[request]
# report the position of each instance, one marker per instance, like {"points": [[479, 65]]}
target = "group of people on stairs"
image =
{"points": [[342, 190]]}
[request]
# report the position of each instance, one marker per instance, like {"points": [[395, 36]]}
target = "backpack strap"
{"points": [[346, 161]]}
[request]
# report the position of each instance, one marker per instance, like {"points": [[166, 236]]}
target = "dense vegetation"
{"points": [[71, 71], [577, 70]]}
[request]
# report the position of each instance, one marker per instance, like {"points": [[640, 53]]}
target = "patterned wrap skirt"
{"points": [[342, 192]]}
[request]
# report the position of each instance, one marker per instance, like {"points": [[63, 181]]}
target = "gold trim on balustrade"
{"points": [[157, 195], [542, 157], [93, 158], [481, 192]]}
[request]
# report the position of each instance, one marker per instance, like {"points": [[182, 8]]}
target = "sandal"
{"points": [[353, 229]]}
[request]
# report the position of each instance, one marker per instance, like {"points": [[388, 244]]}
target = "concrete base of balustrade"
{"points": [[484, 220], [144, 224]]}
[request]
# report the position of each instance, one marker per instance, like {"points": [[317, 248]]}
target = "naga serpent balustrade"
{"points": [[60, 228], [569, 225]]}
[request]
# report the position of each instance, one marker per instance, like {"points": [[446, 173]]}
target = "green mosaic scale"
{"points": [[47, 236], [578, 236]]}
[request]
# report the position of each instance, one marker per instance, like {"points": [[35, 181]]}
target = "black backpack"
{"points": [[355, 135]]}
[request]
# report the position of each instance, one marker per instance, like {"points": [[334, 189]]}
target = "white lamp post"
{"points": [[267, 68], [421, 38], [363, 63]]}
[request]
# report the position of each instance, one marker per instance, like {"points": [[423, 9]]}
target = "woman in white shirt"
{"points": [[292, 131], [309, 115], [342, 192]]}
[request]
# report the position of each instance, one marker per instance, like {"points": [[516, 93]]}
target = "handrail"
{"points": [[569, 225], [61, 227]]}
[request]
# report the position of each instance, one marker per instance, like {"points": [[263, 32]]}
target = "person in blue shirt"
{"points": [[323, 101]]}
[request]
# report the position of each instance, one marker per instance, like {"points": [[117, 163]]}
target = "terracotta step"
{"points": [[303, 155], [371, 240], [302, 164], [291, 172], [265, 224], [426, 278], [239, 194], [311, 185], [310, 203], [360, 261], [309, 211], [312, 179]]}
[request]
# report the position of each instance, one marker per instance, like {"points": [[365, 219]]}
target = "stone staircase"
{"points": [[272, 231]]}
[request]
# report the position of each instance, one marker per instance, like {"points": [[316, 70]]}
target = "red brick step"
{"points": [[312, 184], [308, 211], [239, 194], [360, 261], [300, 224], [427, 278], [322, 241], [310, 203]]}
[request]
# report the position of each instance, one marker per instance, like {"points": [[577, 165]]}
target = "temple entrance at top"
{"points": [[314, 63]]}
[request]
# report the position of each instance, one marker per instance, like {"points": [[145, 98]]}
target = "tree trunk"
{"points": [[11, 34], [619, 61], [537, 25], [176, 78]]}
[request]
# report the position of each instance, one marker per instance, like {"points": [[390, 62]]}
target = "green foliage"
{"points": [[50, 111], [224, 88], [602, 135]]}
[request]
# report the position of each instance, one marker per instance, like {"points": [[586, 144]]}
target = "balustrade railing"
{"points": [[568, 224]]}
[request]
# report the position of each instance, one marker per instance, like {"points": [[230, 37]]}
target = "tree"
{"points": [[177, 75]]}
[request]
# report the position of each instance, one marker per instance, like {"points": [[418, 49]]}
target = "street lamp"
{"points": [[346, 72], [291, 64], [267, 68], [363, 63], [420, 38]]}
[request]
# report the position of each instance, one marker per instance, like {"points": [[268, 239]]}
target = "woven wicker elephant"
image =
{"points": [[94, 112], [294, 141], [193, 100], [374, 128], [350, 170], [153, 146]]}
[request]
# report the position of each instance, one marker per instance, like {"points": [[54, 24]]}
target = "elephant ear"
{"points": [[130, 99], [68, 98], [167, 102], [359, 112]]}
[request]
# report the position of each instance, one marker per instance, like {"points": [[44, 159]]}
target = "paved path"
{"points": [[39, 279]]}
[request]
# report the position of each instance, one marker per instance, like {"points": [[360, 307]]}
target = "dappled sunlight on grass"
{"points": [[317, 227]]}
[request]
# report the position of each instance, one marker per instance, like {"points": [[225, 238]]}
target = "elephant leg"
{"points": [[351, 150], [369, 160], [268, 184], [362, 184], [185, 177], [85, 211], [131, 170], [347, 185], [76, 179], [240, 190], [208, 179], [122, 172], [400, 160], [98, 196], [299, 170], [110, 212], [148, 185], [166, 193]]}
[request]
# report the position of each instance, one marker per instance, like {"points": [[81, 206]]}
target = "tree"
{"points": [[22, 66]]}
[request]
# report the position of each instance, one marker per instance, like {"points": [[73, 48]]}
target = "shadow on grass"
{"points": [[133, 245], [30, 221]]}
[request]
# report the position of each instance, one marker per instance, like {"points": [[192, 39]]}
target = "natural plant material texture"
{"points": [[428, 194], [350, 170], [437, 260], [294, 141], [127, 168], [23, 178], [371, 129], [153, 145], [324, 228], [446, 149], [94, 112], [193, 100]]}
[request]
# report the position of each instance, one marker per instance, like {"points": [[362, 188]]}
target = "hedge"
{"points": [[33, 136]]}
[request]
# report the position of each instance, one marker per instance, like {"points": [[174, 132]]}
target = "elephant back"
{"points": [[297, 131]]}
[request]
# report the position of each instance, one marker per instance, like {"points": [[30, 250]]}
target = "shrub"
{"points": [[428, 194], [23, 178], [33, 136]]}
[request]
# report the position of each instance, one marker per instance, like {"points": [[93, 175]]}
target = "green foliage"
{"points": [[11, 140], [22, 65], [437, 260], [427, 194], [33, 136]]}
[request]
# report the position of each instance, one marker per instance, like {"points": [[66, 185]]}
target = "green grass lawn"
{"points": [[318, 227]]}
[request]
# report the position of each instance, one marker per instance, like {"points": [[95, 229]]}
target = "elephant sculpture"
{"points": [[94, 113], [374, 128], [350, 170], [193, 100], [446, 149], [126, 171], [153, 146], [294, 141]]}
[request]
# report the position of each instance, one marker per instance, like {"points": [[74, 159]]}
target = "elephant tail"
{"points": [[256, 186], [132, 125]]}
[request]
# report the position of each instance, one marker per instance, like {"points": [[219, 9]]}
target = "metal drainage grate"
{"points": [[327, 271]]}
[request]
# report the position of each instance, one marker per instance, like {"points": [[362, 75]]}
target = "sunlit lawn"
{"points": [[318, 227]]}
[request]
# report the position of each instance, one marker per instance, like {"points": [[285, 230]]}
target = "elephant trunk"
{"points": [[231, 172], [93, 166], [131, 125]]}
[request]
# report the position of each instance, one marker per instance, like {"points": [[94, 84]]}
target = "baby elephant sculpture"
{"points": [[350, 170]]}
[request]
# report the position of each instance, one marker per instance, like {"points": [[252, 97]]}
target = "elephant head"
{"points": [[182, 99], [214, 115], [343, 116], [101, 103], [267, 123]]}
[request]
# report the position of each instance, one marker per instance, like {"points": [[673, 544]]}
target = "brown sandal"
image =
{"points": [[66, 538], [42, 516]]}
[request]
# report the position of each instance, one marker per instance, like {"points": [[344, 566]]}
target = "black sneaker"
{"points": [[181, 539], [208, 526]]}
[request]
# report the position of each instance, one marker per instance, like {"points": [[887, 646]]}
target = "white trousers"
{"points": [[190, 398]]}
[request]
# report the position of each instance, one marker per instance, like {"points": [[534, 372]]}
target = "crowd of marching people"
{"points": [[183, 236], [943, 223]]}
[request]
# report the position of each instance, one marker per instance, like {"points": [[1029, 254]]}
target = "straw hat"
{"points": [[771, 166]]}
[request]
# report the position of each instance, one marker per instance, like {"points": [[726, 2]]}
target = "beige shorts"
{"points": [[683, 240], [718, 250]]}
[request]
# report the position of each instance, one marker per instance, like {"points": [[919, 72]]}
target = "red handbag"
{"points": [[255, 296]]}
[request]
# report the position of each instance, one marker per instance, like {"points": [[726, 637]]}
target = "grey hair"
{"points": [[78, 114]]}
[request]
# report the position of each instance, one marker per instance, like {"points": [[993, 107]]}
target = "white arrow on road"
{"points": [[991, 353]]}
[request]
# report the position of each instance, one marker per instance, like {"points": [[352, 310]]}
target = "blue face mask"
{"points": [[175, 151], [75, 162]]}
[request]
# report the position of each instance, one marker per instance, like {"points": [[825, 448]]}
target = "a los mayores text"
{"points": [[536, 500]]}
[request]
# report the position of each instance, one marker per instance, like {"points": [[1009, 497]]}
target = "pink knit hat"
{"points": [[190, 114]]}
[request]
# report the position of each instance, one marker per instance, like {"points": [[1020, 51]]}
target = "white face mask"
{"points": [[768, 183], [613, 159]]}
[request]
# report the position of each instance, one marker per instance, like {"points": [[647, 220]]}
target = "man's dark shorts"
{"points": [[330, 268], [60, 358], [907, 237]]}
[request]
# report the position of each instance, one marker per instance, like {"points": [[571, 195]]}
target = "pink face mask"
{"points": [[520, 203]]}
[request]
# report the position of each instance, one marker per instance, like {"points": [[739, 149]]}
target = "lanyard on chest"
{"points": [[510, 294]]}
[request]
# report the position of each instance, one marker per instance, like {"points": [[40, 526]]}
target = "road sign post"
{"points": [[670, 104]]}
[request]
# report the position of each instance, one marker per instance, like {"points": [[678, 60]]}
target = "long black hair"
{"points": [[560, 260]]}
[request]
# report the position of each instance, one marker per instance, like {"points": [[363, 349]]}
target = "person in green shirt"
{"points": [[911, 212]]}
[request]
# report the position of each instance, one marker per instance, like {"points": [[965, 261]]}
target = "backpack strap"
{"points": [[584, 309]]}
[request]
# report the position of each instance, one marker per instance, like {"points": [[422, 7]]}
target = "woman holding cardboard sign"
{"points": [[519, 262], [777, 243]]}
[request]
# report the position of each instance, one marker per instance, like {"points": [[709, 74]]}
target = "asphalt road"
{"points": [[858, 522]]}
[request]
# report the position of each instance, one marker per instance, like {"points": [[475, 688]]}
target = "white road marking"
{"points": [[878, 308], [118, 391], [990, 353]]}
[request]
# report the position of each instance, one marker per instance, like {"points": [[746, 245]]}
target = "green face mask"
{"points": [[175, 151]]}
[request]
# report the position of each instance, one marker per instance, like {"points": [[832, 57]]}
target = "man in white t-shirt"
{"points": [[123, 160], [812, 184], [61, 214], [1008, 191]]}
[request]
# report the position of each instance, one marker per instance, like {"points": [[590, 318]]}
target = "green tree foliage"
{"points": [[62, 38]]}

━━━━━━━━━━━━━━━━━━━━

Gather every line of the records that contains the string "sign".

target = "road sign post"
target = "woman holding cardboard sign"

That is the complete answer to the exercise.